_Problem_
Every entry, from the first to the last, should be written out exactly.

Referring expression data
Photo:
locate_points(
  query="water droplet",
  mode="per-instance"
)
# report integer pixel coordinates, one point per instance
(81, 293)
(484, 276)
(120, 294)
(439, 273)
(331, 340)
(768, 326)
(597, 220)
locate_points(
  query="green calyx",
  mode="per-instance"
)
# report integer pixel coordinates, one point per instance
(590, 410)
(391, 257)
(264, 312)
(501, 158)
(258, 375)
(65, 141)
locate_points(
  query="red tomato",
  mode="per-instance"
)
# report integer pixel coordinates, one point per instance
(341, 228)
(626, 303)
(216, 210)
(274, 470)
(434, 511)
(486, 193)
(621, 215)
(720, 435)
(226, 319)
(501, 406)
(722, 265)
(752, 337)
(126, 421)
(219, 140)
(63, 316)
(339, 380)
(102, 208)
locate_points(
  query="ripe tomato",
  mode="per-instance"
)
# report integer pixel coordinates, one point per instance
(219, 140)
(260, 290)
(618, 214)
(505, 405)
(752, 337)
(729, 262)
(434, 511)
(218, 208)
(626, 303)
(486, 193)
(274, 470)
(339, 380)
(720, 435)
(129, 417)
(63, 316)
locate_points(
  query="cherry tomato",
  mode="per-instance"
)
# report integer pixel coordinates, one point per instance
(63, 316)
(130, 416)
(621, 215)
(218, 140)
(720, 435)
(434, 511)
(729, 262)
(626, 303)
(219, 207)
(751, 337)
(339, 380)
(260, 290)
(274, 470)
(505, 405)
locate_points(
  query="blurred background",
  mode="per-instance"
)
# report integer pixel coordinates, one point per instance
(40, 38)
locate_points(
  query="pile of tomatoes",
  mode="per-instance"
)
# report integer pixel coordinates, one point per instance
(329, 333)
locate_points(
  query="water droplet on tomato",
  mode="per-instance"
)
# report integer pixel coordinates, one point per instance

_Answer section_
Photo:
locate_points(
  query="water droplet",
  mode="per-instance"
)
# report integer pixel coordinates, one point per instance
(81, 293)
(484, 276)
(120, 294)
(439, 273)
(331, 340)
(768, 326)
(597, 220)
locate_points(
  query="green calyx",
  mode="per-instance"
)
# report integer pixel coordinates, one point per instance
(590, 410)
(391, 257)
(264, 312)
(501, 158)
(258, 375)
(65, 141)
locate_points(
  query="red tomato",
  mode="per-instance"
)
# report integer pixel coordinates, one point per instance
(341, 228)
(626, 303)
(216, 210)
(274, 470)
(434, 511)
(486, 193)
(621, 215)
(720, 435)
(226, 319)
(501, 406)
(722, 265)
(752, 337)
(126, 421)
(219, 140)
(63, 316)
(339, 380)
(102, 208)
locate_points(
  query="ripe tomato",
  mode="per-instance"
)
# report integer pixel coordinates, one point per instance
(219, 140)
(260, 290)
(618, 214)
(505, 405)
(752, 337)
(729, 262)
(434, 511)
(218, 208)
(626, 303)
(486, 193)
(274, 470)
(339, 380)
(720, 435)
(129, 417)
(63, 316)
locate_points(
  query="cherry tomato",
  mode="per-instance"
)
# report integer pixel coordinates, one point per instance
(63, 316)
(130, 416)
(621, 215)
(218, 140)
(720, 435)
(434, 511)
(729, 262)
(626, 303)
(219, 207)
(751, 337)
(339, 380)
(260, 290)
(274, 470)
(505, 405)
locate_points(
  query="blurred background",
  mode="per-instance"
)
# report integer pixel coordinates, one point per instance
(40, 38)
locate_points(
  query="pile of tomatoes",
  mode="per-instance"
)
# report integer pixel coordinates, one point per instance
(329, 333)
locate_points(
  query="water droplet on tomato",
  mode="per-instance"
)
# report integer pixel coordinates, one point per instance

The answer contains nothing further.